━━━ Quoted text ━━━
If Mr. Faxton did assume the unwise position thus ascribed to him, it had no
sympathy with his board. In the proceedings of Faxton's company an offer is
broadly made to the Erie and Michigan Company, of an exclusive wire, of the best
quality, to be erected for their special use, and which was afterward accepted.
Mr. Cornell organized a company to construct a line from Ithaca to Auburn,
with the design of continuing it through to Clyde and the canal towns of western
New York, the proper, though hitherto unoccupied territory of the New York,
Albany and Buffalo Company. He had another company organized of which the Hon.
John H. Selkreg was President, to run a line from Binghampton via Owego, Ithaca,
Trumansburgh and Watkins to Corning. Still another line was given out to O. E.
Allen & Co., of Poughkeepsie, for a line connecting that town with the
village of Cold Springs, on the Hudson river, the patent of which was sold at
$25 per mile, cash. Still another feeder was projected between Newburgh and
Albany via Kingston, Catskill and Athens, the contract for which was assigned to
Henry C. Hepburn of New York, and which was organized as the Hudson River
Telegraph Company, but pledged to connect with the Erie. This line was built
with a fine galvanized wire, but the patent was never paid for. It became a Bain
line, and afterward formed a part of the "Merchants State Telegraph
Company," constructed by Henry O'Reilly, of which Marshall Lefferts was the
President, and was finally purchased, with that line, by the New York, Albany
and Buffalo Company. With all these feeders, and with a line of 1,000 miles
penetrating the thickest populations of the west, the "New York and Erie
Telegraph " was a perpetual failure from the start. It was a great artery,
but had no faculty for propelling blood.
While Mr. Cornell was constructing his lines through the southern counties,
taking the wagon roads for his route, a man of keen eye and practical sense was
watching him. Charles Minot was the superintendent of the Erie Railway Company.
He early saw the value of the telegraph to railroads and how it might be
employed to direct the movement of trains at every point along the road. It is
not unlikely that his knowledge was largely acquired by conversations with Mr.
Cornell, whose home was in Ithaca. Be that as it may, Mr. Minot induced his
company to construct a line of telegraph poles and wires along the margin of the
railroad property without reference to patents and without determining the
machinery to be employed. It was constructed by the railroad workmen. Mr.
Cornell supplied, insulators and also Morse machinery for the offices to be
opened. The insulators, curiously enough, considering Mr. Cornell's practical
knowledge of insulation, were of brimstone, inclosed in iron hats, and utterly
valueless. By furnishing these articles he thus conveyed the idea that he
approved the railroad movement and at which the patentees took great umbrage. On
its completion Mr. Minot offered to purchase the Morse patent for railroad
purposes, on fair terms. Mr. Smith refused to sell. He invited the Erie Railroad
Company to become stockholders of the Telegraph Company, and thus acquire the
right to use the Morse instruments. By this time, however, the Erie Telegraph
had so shown its unreliable character that Mr. Minot declined the invitation,
remarking that "he understood the Telegraph Company to be in a very
doubtful state." He wrote, also, very placidly to Mr. Smith that his notion
was, that after its completion "our company would make an arrangement with
the Erie Telegraph Company to work it for us." It seems very probable that
the line was built on some such understanding. It so happened that after a short
struggle against circumstances the wire of the Erie Telegraph Company was, in
1852 and 1853, transferred from the poles along the, turnpike to those of the
railroad company, and by gradual processes the line became merged with and faded
into the property of that company. In 1852 the title of the company was changed
to "The New York and Western Union Telegraph" Company, and on January
11, 1853, was leased to the New York, Albany and Buffalo Telegraph Company, for
two years, with the option of three more, at the rate of $2,000 per annum. This
closed the line as an opposition, the New York, Albany and Buffalo Company
arranging to give the Erie and Michigan Company a special wire by way of
Buffalo, for their exclusive use, to New York. The lease was so unproductive
that it was abandoned at the close of the first two years. After that the New
York and Western Union Telegraph Company gradually vanished away.
━━━ Extracted data ━━━
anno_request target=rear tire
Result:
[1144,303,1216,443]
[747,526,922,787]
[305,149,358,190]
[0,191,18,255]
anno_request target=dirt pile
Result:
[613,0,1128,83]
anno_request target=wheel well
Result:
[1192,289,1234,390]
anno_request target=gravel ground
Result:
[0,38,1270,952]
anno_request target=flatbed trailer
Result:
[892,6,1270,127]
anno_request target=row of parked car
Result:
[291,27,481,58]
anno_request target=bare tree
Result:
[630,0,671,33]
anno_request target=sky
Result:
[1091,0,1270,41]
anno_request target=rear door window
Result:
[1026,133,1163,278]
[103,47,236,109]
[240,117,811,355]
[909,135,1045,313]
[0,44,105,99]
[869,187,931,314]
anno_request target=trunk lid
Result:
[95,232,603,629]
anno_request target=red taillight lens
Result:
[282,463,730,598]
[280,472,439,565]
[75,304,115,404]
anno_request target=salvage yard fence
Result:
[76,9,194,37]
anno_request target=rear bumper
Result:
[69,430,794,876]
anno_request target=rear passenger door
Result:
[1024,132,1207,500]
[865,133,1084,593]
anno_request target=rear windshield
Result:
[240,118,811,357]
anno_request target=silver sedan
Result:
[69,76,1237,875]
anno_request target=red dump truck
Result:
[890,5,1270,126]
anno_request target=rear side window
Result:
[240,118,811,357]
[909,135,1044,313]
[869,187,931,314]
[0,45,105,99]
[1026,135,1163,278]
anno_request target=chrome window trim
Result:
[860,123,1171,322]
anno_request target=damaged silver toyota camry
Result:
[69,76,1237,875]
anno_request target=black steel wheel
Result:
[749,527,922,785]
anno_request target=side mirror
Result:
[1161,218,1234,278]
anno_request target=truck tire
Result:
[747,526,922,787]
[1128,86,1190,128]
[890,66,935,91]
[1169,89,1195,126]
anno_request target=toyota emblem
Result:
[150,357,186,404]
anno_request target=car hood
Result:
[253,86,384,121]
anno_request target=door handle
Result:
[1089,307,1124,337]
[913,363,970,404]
━━━
Challenges →
[1] Copy the passage on the Erie telegraph between "If Mr. Faxton" and "was afterward accepted.", inclusive, swapping "board" for "directors".
[2] Write the next part of the passage on the Erie telegraph, picking up after its final sentence.

Answers provided →
[1]
If Mr. Faxton did assume the unwise position thus ascribed to him, it had no
sympathy with his directors. In the proceedings of Faxton's company an offer is
broadly made to the Erie and Michigan Company, of an exclusive wire, of the best
quality, to be erected for their special use, and which was afterward accepted.

[2]
In 1851 the Erie Railroad Company, having constructed their telegraph,
placed it under two superintendents. L. G. Tillotson was entrusted with the
eastern section, Owego to New York, and Chapin from Oswego to Dunkirk. Much
fierce controversy between Mr. Cornell, F. O. J. Smith, Mr. Kendall and the
Railroad Company grew out of these arrangements in which the patent interest was
practically lost. The constant occupation, also, of the wire, by the Railroad
Company in the management of the road, rendered it useless for commercial
business, and as a route for public telegraph business it long ceased to have
any significance. In 1864, however, the right of way was given by the Erie
Railroad Company to the Western, Union Telegraph Company to construct a line of
several wires along the unoccupied side of the road bed under a contract for a
certain division of the proceeds of offices which that company might open
thereon. Under this right a new and thoroughly appointed line was constructed by
Mr. Tillotson for the Western Union Company during the following year. This at
once made the route valuable. Ample facilities were afforded for public business
without interfering with the railroad service, and some of the most valuable
through wires are now borne on the poles planted along the road bed of the Erie
Railroad.
In 1866, Mr. Tillotson, who was too active and ambitious to be contented with
the mere superintendence of the Railroad Telegraphs, having established a large
and growing business in New York as a Telegraph and Railroad supply agent, and
in which he has since acquired an ample fortune, resigned his superintendence
and was succeeded by the present efficient occupant of that very important
trust, Mr. W. J. Holmes. Mr. Holmes entered the service at Mast Hope, New York,
in 1856, where he remained until 1859, when from a perception of his ability and
fidelity to the company, he was appointed division operator of the Delaware
Division, having an important jurisdiction over all the offices therein. In 1862
he was transferred to the headquarters of the Erie Railroad Company in New York,
and in 1866 succeeded Mr. Tillotson as General Superintendent.
Mr. Holmes is
also District Superintendent of the Western Union Telegraph Company. and is much
esteemed both for his personal qualities and his fidelity and efficiency as an
officer of the company.
Although there may have been occasion for complaint at the manner in which
the managers of the Erie Railroad Company "acquired" the use of the
Morse apparatus, and in which the agent of the patent was chiefly at fault in
the insane refusal to grant its issue even when a fair value was offered
therefor, the loss was not complete. The Erie Railroad Company, through Mr.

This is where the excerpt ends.